Bucknell University has been working with Project Gettysburg-Leon, a nongovernmental organization associated with Gettysburg College and the Center for Development in Central America to construct a pipeline to increase water availability and eliminate rations in El Porvenir. The pipeline project is one of the many project initiated by brigadistas who traveled to Nicaragua during the service-learning program's 10-year history.

Health clinic
With the host agency, Jubilee House Community, the brigade has worked on projects including construction of a health clinic, a spinning cooperative and other sustainable businesses for residents of Nueva Vida, a resettlement community formed after Hurricane Mitch hit Managua in 1998.

The waterline project began in spring 2006, when Sarah Woodard of JHC visited Bucknell. Woodard met with Charles Kim, an assistant professor of chemical engineering, and Adam Donato, Class of '07, to discuss the potential for sustainable engineering projects in Nicaragua. That fall, a group of student engineers, working with Kim and Civil and Environmental Engineering Associate Professor Mike Toole, adopted the waterline initiative as their senior design project.

_Provided information_
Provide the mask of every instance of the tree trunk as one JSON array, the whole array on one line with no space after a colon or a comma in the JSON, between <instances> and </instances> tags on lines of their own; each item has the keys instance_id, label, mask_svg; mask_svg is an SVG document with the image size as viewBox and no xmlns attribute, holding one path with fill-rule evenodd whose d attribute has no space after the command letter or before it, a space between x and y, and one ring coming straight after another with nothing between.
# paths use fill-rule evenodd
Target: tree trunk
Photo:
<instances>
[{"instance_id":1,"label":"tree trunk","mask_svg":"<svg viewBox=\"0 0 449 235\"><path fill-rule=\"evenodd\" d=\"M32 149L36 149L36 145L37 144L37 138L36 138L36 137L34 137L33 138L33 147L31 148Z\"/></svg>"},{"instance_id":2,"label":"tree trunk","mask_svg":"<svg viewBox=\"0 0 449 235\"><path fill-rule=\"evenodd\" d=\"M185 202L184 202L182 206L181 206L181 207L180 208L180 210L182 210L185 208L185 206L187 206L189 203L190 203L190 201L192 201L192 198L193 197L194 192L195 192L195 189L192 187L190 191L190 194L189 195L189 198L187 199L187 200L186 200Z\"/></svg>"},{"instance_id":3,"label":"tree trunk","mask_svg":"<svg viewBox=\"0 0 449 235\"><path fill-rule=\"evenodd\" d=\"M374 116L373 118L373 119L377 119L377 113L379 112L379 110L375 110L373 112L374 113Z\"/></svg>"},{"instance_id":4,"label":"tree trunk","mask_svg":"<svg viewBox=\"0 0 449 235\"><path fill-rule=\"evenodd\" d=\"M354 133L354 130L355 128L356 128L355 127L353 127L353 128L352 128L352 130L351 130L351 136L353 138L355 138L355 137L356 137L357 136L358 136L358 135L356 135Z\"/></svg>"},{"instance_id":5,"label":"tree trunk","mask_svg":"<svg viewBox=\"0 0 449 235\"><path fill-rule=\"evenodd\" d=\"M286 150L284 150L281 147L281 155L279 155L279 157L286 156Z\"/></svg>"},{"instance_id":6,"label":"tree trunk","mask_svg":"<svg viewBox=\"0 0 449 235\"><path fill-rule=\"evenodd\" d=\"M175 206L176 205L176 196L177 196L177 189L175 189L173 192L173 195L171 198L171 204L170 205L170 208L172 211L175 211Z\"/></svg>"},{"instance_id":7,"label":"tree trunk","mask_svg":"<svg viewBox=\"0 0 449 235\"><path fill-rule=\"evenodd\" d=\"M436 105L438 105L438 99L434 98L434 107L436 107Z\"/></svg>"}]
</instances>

---

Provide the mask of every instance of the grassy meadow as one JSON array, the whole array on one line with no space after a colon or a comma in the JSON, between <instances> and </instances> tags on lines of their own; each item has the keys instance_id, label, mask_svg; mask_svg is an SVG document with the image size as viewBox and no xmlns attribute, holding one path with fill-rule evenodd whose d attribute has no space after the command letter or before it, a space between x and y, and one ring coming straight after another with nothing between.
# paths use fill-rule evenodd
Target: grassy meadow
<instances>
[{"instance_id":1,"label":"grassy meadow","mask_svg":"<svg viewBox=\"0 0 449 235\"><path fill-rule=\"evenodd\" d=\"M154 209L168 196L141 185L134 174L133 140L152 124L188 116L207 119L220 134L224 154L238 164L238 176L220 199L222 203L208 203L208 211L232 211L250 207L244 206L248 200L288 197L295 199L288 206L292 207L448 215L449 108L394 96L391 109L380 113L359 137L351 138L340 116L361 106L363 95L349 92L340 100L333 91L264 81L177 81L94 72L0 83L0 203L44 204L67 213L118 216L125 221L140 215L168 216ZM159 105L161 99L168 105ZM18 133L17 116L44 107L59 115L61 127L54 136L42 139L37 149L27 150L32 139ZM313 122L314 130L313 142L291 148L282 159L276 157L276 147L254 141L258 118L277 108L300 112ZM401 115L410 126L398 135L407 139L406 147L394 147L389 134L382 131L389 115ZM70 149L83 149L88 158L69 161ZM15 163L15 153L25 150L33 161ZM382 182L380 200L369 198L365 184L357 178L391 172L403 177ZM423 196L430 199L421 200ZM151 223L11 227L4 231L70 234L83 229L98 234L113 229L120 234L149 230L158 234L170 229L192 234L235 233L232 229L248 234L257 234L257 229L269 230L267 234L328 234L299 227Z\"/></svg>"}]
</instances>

_Your tasks_
A) According to the text about Bucknell's work in Nicaragua, in what year did Hurricane Mitch hit Managua?
B) Copy the text about Bucknell's work in Nicaragua starting at "Bucknell University has" and ending at "program's 10-year history.", renaming "pipeline" to "water main" everywhere it occurs.
The rows are not needed for anything asked here.

_Task-by-task solutions_
A) 1998

B)
Bucknell University has been working with Project Gettysburg-Leon, a nongovernmental organization associated with Gettysburg College and the Center for Development in Central America to construct a water main to increase water availability and eliminate rations in El Porvenir. The water main project is one of the many project initiated by brigadistas who traveled to Nicaragua during the service-learning program's 10-year history.